Task instructions> Print out each record below, unaltered and complete, without its images.

--- start of Data for the task ---

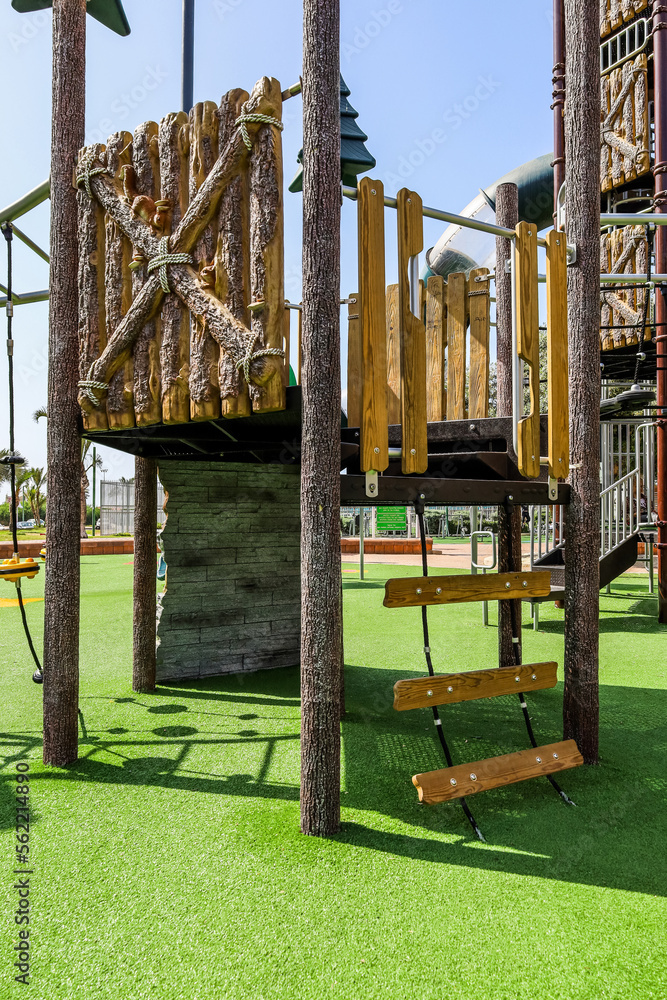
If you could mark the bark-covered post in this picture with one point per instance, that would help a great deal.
(582, 535)
(509, 519)
(61, 588)
(145, 530)
(660, 204)
(320, 448)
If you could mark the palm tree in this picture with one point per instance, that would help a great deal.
(22, 475)
(36, 485)
(86, 466)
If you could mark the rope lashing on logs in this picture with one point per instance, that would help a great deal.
(251, 354)
(86, 170)
(162, 259)
(89, 385)
(255, 117)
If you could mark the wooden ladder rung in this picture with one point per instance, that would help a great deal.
(411, 591)
(481, 775)
(448, 689)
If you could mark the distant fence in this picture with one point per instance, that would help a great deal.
(117, 507)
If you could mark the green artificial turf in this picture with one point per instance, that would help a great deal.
(168, 861)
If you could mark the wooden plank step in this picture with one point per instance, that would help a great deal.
(448, 689)
(482, 775)
(417, 591)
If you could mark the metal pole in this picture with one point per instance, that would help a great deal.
(362, 514)
(660, 203)
(188, 60)
(94, 464)
(558, 105)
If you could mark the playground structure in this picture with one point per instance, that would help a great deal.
(183, 325)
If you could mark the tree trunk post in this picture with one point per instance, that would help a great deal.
(320, 449)
(61, 587)
(509, 518)
(582, 536)
(660, 203)
(144, 609)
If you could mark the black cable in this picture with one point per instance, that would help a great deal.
(429, 663)
(7, 232)
(646, 298)
(516, 647)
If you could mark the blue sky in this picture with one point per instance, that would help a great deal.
(451, 97)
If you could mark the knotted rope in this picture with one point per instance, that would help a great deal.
(89, 384)
(251, 354)
(256, 117)
(86, 171)
(163, 257)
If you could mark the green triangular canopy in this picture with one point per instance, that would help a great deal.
(108, 12)
(354, 157)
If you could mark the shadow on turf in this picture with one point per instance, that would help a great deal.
(613, 839)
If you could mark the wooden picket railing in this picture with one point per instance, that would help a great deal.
(614, 13)
(421, 353)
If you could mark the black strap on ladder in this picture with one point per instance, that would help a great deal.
(419, 510)
(516, 647)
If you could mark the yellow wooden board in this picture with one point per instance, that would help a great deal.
(528, 345)
(557, 370)
(353, 362)
(436, 341)
(393, 356)
(480, 328)
(373, 333)
(413, 337)
(457, 321)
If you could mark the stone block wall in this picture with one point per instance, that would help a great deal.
(232, 547)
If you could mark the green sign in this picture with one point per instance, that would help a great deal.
(391, 519)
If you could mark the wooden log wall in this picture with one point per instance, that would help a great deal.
(614, 13)
(623, 251)
(177, 369)
(624, 140)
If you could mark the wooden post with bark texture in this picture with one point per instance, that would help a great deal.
(320, 454)
(145, 532)
(61, 589)
(582, 536)
(509, 519)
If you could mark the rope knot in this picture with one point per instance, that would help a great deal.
(86, 171)
(255, 117)
(89, 385)
(162, 259)
(251, 354)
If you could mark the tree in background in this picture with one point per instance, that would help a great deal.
(36, 487)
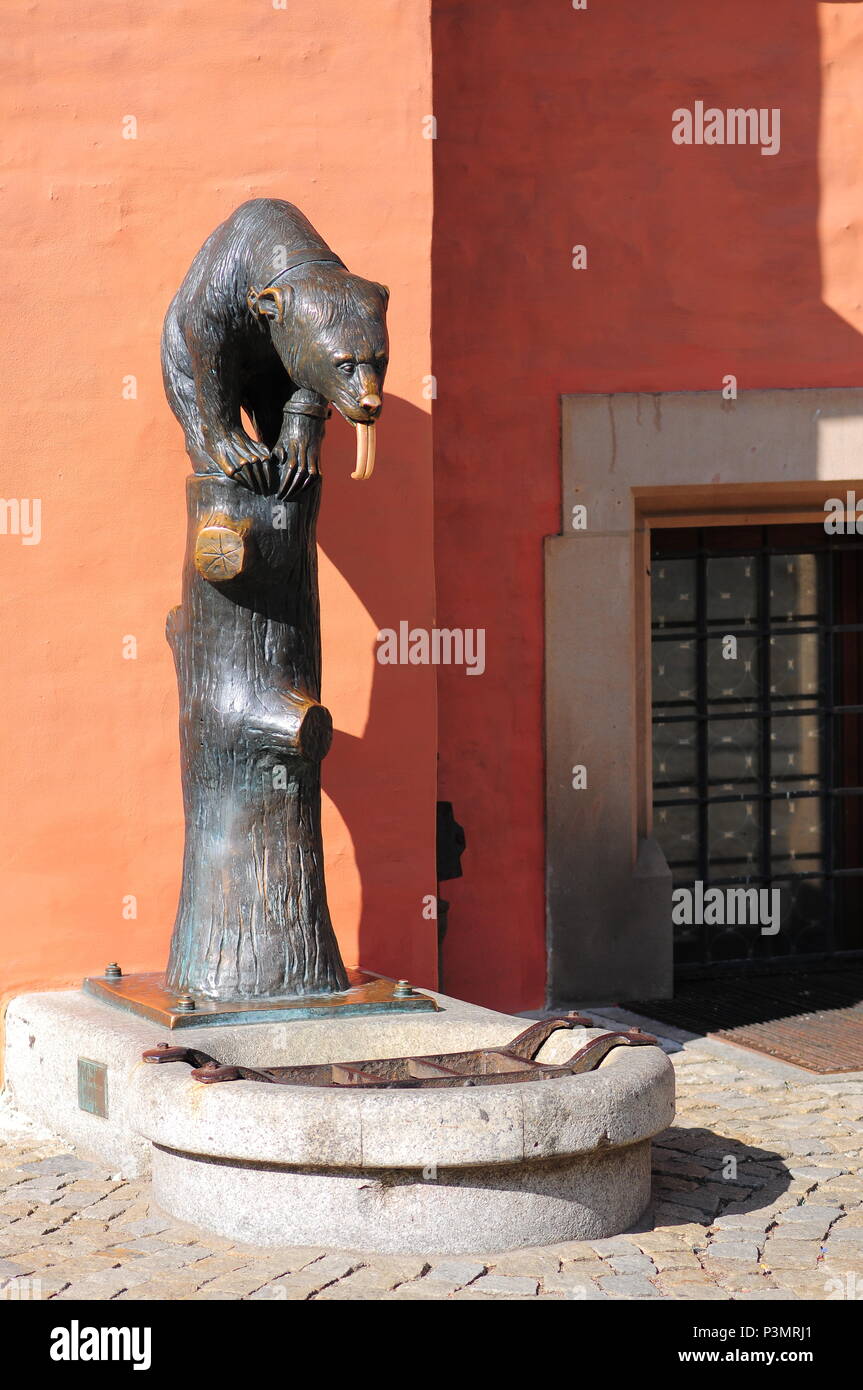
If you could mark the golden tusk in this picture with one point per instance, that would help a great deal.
(370, 452)
(363, 432)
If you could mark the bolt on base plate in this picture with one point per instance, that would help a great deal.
(146, 995)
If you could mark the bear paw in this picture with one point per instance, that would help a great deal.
(245, 460)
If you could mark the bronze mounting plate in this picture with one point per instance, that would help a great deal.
(146, 995)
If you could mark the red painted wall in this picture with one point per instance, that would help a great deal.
(321, 103)
(553, 131)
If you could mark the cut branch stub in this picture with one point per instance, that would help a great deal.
(220, 552)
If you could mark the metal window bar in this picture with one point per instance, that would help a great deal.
(765, 788)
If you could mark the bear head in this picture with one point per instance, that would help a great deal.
(330, 330)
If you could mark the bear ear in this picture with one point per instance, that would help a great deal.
(270, 302)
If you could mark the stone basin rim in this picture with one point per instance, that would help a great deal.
(630, 1097)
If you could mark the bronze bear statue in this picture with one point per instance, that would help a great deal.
(270, 321)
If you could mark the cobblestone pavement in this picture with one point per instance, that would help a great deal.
(758, 1194)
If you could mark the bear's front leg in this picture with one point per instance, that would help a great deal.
(299, 445)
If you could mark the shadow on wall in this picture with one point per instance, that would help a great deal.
(555, 132)
(370, 776)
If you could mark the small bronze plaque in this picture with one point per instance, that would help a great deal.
(92, 1086)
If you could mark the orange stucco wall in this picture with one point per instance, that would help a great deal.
(320, 103)
(555, 131)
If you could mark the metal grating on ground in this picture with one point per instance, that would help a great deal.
(813, 1020)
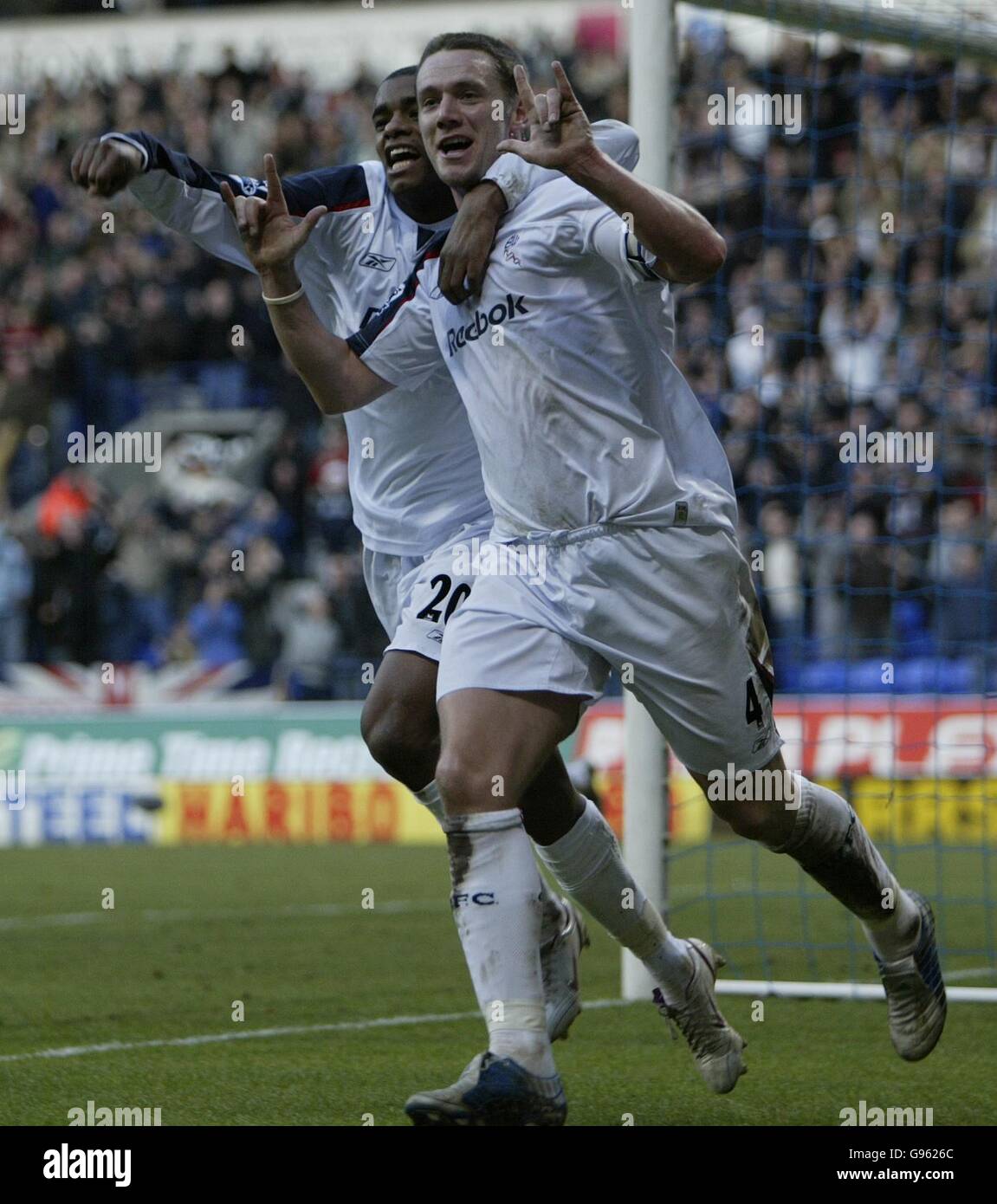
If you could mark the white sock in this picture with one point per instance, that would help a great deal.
(588, 864)
(496, 901)
(833, 848)
(553, 916)
(430, 797)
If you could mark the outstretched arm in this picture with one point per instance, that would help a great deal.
(187, 197)
(335, 377)
(685, 246)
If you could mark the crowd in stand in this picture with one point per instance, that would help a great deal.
(858, 295)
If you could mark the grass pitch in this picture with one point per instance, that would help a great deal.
(286, 932)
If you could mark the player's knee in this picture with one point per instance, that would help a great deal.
(753, 820)
(466, 786)
(402, 743)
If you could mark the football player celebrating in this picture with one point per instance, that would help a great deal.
(416, 485)
(594, 447)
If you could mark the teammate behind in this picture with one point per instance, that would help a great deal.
(416, 485)
(594, 448)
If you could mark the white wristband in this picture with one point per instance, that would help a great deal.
(287, 300)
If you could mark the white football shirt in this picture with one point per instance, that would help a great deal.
(564, 366)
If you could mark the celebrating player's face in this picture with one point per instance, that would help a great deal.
(397, 135)
(457, 90)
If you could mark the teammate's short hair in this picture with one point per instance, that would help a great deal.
(501, 55)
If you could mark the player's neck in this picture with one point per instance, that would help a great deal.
(426, 206)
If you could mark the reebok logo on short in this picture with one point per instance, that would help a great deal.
(483, 320)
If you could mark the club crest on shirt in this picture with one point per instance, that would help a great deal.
(507, 250)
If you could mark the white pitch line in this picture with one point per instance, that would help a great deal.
(333, 910)
(343, 1026)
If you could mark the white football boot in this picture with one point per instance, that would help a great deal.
(916, 991)
(715, 1044)
(559, 962)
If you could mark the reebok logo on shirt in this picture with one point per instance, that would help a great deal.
(484, 320)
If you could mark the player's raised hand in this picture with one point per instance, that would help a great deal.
(105, 167)
(271, 236)
(560, 133)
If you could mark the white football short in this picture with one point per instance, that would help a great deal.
(673, 610)
(414, 598)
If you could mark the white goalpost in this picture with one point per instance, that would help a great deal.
(954, 28)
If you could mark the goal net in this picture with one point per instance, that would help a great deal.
(846, 355)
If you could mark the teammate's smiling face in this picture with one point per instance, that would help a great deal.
(397, 135)
(457, 90)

--- end of Data for the task ---

Answer>
If you could mark the bark-covered post in this picture with one point per instance, that would help a great deal.
(582, 535)
(509, 519)
(61, 588)
(145, 530)
(660, 204)
(320, 448)
If you could mark the palm tree in this picture with one point per instance, that would help a great deal.
(22, 475)
(36, 485)
(86, 466)
If you could mark the rope lashing on logs in this picture with one point per instance, that would help a great deal.
(251, 354)
(86, 170)
(162, 259)
(89, 385)
(255, 117)
If you could mark the wooden ladder rung in this picture with one point per instance, that would help a great deal.
(411, 591)
(481, 775)
(448, 689)
If you could mark the distant fence in this picture with one point per instance, that would help a great deal.
(117, 507)
If you could mark the green artificial turf in this picture with one point per instance, that would help a great deal.
(168, 861)
If you could mark the wooden plank step in this picture with one point per instance, that would help a great deal.
(448, 689)
(482, 775)
(417, 591)
If you could mark the metal pole in this picture with one point per instance, that would help a great deal.
(362, 514)
(660, 203)
(188, 60)
(94, 464)
(558, 105)
If you could mark the playground structure in this picture with one point per instance, that would help a great deal.
(183, 325)
If you could mark the tree trunk post in this picture with one point per instance, that would help a great deal.
(320, 449)
(61, 587)
(509, 518)
(582, 536)
(660, 203)
(144, 609)
If you could mark the black cable in this picture with one point per instance, that would help a great deal.
(429, 663)
(7, 232)
(646, 298)
(516, 647)
If you could mark the blue sky in this picture with one point per instance, that would help a great deal.
(451, 97)
If you could mark the knotted rope in this picture with one point per instance, that would help a great deal.
(89, 384)
(251, 354)
(256, 117)
(86, 171)
(163, 257)
If you could mark the green triangular canopy in this picture with one point per instance, that would help a great deal.
(108, 12)
(354, 157)
If you could mark the shadow on turf in this picture with one point per instance, that would help a great deal.
(613, 839)
If you could mark the wooden picket railing in this picture with one point per instance, that would help a great deal.
(614, 13)
(421, 353)
If you could mark the black strap on ladder in this picture with one point per instance, that would help a great deal.
(419, 510)
(516, 647)
If you could mark the yellow wooden board in this picture with one point per instance, that would help a great deal.
(528, 345)
(557, 370)
(353, 362)
(436, 341)
(393, 356)
(480, 328)
(373, 333)
(413, 337)
(457, 321)
If you could mark the stone block wall in this picture with one point per instance, that would help a great deal.
(232, 547)
If you could mark the green sign in this picture with one point per instance, that would help a great deal.
(391, 519)
If you could mark the wooden log wall in this picture with one point per instance, that would help a great deal.
(614, 13)
(623, 251)
(177, 369)
(624, 140)
If you could mark the wooden post with bark texture in this picture with one point per instance, that would help a great deal.
(320, 454)
(145, 532)
(61, 589)
(582, 536)
(509, 519)
If you could mark the rope knot in this picture with one point per instance, that would help a great deal.
(86, 171)
(255, 117)
(89, 385)
(162, 259)
(251, 354)
If you could mark the tree in background in this picture with one point per instance, that would help a great deal.
(36, 487)
If you could mark the golden tusk in this picture with one point per instance, that would help a great deal.
(370, 452)
(363, 432)
If you could mark the bolt on base plate in this picture with one point per instance, that would help a great deal.
(146, 995)
If you could mark the bear paw in this picture with one point per instance, that would help a great deal.
(245, 460)
If you could mark the bronze mounting plate in this picture with one point per instance, that would help a great deal.
(146, 995)
If you could mark the red painted wall in this picture with one point per instance, that would help a great deal.
(321, 103)
(553, 131)
If you could mark the cut branch stub in this picture with one point per instance, that would help a great deal.
(220, 552)
If you could mark the metal window bar in this picture with one point per instance, that would help a great deal.
(765, 788)
If you could mark the bear head in this picture with one point per instance, that would help a great deal.
(330, 330)
If you could mark the bear ear in this picture with one point per instance, that would help a great deal.
(270, 302)
If you could mark the stone basin rim in this picture with one point per instance, that would help a great deal.
(630, 1097)
If you could mark the bronze bear statue in this picture with one point per instance, that would help a great deal.
(270, 321)
If you could mark the cobblestone pavement in this picture with one point per instance, that would help a great deal.
(758, 1194)
If you could mark the bear's front leg in this picture with one point per instance, that would help a great deal.
(299, 445)
If you could mark the shadow on wall in this picture with one point per instance, that would help a great deal.
(555, 132)
(370, 776)
If you could mark the small bronze plaque in this picture with one point per instance, that would help a great deal.
(92, 1086)
If you could mark the orange stucco wall in this picture with one point per instance, that would help a great deal.
(320, 103)
(555, 131)
If you could mark the metal grating on ground in this picture with one point per instance, that would help a great deal.
(813, 1020)
If you could mark the white sock in this picture with one point per instance, that would help a great deal.
(588, 864)
(496, 901)
(833, 848)
(553, 916)
(430, 797)
If you could mark the outstretched arm in this picture with one point per instance, that would help a great deal.
(187, 197)
(335, 377)
(685, 246)
If you could mark the crowd in stand in this picture with one point per instance, that would help a great deal.
(858, 295)
If you could mark the grass pitch in this picture with one point per instance, that would help a great deal.
(286, 932)
If you could mark the player's knee in this picture with one point per instance, that would help a great deal.
(753, 820)
(466, 786)
(402, 743)
If you could mark the football player celebrating in this picture with one point per instance, that would help a great deal.
(416, 485)
(594, 447)
If you could mark the teammate behind in this picture with one point per instance, that would help a great deal.
(416, 485)
(594, 448)
If you could mark the white wristband in this picture with one point per instance, that would help a great deal.
(287, 300)
If you could mark the white football shirt in this picture with one point per instance, that would help a great deal.
(564, 366)
If you could mark the celebrating player's face in this picture with one point per instance, that would help a great deal.
(397, 135)
(457, 90)
If you could mark the teammate's short hair in this picture with one point per instance, that would help a great deal.
(501, 55)
If you could mark the player's neck in this picture with one point per instance, that would help a great deal.
(426, 206)
If you could mark the reebok logo on short in this picture with one point per instance, that would help a great deal.
(483, 320)
If you could mark the club crest on shirt in this picture with one point per instance, that would help a great deal.
(507, 250)
If you could mark the white pitch line in this picture with one point per instance, that would help a great deal.
(333, 910)
(343, 1026)
If you could mark the white football boot in this picture with one point per instance, that would help a great deal.
(916, 991)
(715, 1044)
(559, 962)
If you could mark the reebok logo on shirt in this picture with one point per instance, that would help a great deal.
(484, 320)
If you could mark the player's raised hand in this picture with one point per instance, that would help a great deal.
(105, 167)
(271, 236)
(560, 133)
If you could mark the white football short in this picture with one point per instance, that would help a great deal.
(673, 610)
(414, 598)
If you could mark the white goalpost in this picture with one point per instance, that would help a great deal.
(954, 28)
If you could mark the goal net in this picture with one point per instance, that would help a great deal.
(846, 355)
If you could mark the teammate's smiling face in this picture with one point per instance, that would help a great deal.
(397, 135)
(457, 90)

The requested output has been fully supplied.